◆ **What to work on**:
Which lines run from the one containing "q: chest pocket" to the end of the entries? Copy them exactly, both ends included, and give nothing else.

********************

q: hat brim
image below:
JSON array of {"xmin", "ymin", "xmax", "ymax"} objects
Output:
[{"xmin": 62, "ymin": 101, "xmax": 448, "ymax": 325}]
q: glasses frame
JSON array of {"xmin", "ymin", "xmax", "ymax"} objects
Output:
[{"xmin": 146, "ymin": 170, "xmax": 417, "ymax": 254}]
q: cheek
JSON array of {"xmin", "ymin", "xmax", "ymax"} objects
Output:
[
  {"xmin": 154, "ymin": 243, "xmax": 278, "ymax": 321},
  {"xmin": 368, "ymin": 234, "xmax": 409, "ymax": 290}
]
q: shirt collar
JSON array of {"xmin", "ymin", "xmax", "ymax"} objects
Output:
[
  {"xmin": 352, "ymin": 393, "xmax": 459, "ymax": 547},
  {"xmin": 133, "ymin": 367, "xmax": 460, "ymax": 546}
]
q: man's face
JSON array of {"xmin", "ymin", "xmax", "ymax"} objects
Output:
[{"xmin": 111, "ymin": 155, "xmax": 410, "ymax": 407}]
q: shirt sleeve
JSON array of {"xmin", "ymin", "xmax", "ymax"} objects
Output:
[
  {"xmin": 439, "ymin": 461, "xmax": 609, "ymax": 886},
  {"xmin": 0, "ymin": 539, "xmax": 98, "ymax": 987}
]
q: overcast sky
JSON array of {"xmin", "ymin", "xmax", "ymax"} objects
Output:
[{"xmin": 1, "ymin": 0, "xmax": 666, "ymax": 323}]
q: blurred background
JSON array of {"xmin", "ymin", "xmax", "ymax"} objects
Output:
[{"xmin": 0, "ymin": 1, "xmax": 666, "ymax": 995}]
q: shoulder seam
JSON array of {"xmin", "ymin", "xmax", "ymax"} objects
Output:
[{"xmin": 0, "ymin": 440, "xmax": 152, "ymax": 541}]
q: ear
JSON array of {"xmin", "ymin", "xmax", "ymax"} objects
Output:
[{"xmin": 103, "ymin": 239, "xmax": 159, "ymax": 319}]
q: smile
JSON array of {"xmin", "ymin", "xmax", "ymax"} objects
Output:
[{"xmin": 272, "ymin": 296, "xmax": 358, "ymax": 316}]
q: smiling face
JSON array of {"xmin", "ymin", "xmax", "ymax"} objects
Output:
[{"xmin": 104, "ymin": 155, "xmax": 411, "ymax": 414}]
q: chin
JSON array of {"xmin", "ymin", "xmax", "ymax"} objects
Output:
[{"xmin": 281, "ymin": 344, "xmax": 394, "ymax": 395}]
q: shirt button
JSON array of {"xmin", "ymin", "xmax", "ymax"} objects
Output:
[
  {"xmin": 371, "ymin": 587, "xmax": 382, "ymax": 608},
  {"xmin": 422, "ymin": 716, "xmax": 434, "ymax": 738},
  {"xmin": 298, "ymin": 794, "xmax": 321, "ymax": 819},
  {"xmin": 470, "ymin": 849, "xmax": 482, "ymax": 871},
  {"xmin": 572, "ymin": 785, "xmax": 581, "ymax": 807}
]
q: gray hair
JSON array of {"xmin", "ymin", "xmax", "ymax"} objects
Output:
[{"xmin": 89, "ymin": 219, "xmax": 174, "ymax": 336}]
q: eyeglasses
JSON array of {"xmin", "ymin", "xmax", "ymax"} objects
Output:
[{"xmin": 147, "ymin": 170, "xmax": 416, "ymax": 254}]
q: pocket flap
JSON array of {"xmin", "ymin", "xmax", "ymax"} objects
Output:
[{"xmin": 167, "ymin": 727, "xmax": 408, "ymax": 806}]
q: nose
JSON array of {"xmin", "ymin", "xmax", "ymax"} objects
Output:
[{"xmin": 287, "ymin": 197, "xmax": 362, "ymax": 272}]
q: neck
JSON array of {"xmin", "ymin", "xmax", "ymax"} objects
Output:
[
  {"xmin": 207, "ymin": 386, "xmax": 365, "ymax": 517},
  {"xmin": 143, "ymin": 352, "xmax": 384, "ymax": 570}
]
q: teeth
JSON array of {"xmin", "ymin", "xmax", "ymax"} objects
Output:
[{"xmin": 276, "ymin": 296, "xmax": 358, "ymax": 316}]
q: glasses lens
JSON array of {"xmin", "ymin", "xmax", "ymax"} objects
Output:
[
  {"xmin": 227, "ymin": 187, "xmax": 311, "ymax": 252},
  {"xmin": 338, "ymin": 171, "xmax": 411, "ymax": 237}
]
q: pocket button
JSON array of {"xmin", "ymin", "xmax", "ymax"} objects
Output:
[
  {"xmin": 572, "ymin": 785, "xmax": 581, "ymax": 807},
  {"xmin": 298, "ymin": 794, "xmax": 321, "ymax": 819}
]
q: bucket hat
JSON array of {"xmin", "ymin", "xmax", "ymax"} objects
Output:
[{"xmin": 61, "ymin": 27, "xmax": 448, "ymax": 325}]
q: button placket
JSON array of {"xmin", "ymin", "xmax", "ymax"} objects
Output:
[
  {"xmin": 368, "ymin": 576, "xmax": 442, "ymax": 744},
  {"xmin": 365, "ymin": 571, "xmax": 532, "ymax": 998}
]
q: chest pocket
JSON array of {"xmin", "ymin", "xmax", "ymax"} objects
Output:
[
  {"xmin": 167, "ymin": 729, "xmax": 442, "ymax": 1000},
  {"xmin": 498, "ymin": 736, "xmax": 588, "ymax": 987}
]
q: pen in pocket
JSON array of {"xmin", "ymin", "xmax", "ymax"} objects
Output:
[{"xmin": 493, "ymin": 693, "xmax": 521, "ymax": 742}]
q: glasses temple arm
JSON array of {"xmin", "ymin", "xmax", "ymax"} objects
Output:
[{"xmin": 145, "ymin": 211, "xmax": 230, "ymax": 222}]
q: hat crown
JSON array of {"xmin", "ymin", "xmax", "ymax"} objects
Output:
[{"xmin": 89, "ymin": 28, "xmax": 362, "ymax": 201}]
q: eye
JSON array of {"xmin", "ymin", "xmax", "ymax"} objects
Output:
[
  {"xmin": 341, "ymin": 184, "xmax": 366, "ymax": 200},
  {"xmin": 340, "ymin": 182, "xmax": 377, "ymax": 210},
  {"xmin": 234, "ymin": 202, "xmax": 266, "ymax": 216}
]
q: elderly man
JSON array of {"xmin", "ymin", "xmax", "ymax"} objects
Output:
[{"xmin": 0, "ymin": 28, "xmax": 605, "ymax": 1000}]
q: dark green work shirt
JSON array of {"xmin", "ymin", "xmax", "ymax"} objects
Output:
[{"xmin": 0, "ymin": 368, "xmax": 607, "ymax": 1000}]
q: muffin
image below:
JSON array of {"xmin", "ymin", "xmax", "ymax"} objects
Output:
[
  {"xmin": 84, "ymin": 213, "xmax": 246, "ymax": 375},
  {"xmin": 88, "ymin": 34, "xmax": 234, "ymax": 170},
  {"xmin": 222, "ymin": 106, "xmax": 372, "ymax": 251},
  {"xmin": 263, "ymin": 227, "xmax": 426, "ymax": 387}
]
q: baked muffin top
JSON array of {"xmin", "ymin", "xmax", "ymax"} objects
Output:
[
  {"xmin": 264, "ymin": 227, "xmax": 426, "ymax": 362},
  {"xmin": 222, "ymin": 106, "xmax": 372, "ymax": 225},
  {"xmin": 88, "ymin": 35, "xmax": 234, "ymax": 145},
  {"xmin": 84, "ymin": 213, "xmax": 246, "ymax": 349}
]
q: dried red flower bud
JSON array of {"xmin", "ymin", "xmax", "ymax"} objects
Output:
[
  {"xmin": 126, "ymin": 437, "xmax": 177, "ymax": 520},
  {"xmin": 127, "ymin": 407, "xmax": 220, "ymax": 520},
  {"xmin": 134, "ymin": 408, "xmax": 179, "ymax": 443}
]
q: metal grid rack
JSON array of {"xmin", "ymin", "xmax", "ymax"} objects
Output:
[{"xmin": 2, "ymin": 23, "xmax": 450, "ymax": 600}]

********************

◆ **Exercise result**:
q: chest pocket
JSON array of {"xmin", "ymin", "xmax", "ymax"} objects
Output:
[
  {"xmin": 167, "ymin": 729, "xmax": 442, "ymax": 1000},
  {"xmin": 498, "ymin": 736, "xmax": 588, "ymax": 987}
]
q: pen in pocket
JSON array of {"xmin", "ymin", "xmax", "ymax"} objects
Output:
[{"xmin": 493, "ymin": 693, "xmax": 521, "ymax": 742}]
q: glasses temple arm
JSON array of {"xmin", "ymin", "xmax", "ymax"} objects
Output:
[{"xmin": 145, "ymin": 211, "xmax": 230, "ymax": 222}]
q: hat crown
JSON array of {"xmin", "ymin", "xmax", "ymax"} objects
Output:
[{"xmin": 89, "ymin": 28, "xmax": 362, "ymax": 201}]
q: eye
JSON array of {"xmin", "ymin", "xmax", "ymax"} objects
Output:
[
  {"xmin": 341, "ymin": 184, "xmax": 366, "ymax": 200},
  {"xmin": 340, "ymin": 182, "xmax": 377, "ymax": 210},
  {"xmin": 234, "ymin": 202, "xmax": 266, "ymax": 216}
]
q: elderly man
JSON array of {"xmin", "ymin", "xmax", "ymax"} objects
Output:
[{"xmin": 0, "ymin": 28, "xmax": 605, "ymax": 1000}]
q: dark green work shirt
JSON array of {"xmin", "ymin", "xmax", "ymax"} objects
Output:
[{"xmin": 0, "ymin": 368, "xmax": 607, "ymax": 1000}]
q: muffin
image below:
JSON array of {"xmin", "ymin", "xmax", "ymax"} objects
Output:
[
  {"xmin": 84, "ymin": 213, "xmax": 246, "ymax": 375},
  {"xmin": 88, "ymin": 34, "xmax": 234, "ymax": 170},
  {"xmin": 222, "ymin": 106, "xmax": 372, "ymax": 251},
  {"xmin": 263, "ymin": 227, "xmax": 426, "ymax": 387}
]
q: baked muffin top
JSON array of {"xmin", "ymin", "xmax", "ymax"} objects
Output:
[
  {"xmin": 264, "ymin": 227, "xmax": 426, "ymax": 362},
  {"xmin": 222, "ymin": 106, "xmax": 372, "ymax": 225},
  {"xmin": 88, "ymin": 35, "xmax": 234, "ymax": 145},
  {"xmin": 84, "ymin": 213, "xmax": 246, "ymax": 349}
]
q: dried red flower bud
JSON array of {"xmin", "ymin", "xmax", "ymax"} objects
Output:
[
  {"xmin": 126, "ymin": 437, "xmax": 177, "ymax": 520},
  {"xmin": 127, "ymin": 407, "xmax": 220, "ymax": 520},
  {"xmin": 134, "ymin": 408, "xmax": 179, "ymax": 443}
]
q: metal grid rack
JSON array of {"xmin", "ymin", "xmax", "ymax"} objects
Output:
[{"xmin": 2, "ymin": 23, "xmax": 450, "ymax": 600}]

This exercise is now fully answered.